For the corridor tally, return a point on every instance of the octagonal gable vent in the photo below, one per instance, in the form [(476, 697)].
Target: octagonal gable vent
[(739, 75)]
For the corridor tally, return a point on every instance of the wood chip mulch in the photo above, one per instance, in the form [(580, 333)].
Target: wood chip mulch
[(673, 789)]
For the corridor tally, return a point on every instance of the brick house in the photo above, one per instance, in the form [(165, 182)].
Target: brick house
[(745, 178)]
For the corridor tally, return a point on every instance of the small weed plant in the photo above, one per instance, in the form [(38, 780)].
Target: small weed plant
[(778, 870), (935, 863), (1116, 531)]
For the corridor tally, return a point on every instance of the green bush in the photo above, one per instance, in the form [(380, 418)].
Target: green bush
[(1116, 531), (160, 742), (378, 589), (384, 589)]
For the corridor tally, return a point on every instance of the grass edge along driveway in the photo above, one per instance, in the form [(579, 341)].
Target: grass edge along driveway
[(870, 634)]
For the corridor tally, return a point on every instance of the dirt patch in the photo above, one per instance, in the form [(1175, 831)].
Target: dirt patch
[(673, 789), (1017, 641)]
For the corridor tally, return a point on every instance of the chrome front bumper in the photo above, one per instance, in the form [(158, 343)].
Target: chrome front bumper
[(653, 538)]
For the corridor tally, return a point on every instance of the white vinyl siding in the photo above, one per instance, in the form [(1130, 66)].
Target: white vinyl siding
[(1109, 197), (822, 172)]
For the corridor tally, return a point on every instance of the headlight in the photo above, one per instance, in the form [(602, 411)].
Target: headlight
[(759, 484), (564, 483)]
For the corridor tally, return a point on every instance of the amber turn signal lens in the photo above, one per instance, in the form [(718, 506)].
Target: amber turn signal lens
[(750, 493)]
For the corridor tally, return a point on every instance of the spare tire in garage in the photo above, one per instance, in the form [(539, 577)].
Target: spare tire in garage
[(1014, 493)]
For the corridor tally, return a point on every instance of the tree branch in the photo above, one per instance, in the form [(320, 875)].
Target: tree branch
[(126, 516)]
---
* **EXERCISE**
Using the data above, print exactly the lines from the line that contains "form [(1175, 831)]." through the line that contains "form [(1130, 66)].", with both included.

* **ANSWER FOR THE TASK**
For the corridor tally, return a point on every instance of the dirt patch in the photo above, one per instance, in the form [(1175, 831)].
Target: dirt patch
[(673, 789), (1017, 641)]
For the corridor tally, return a point on every instance of the chrome front bumper in the photo above, one per instance, in the form [(158, 343)].
Target: chrome front bumper
[(653, 538)]
For the corridor tally, return a point on every instance of the white vinyl siding in the photo above, one per instance, in the form [(1130, 66)].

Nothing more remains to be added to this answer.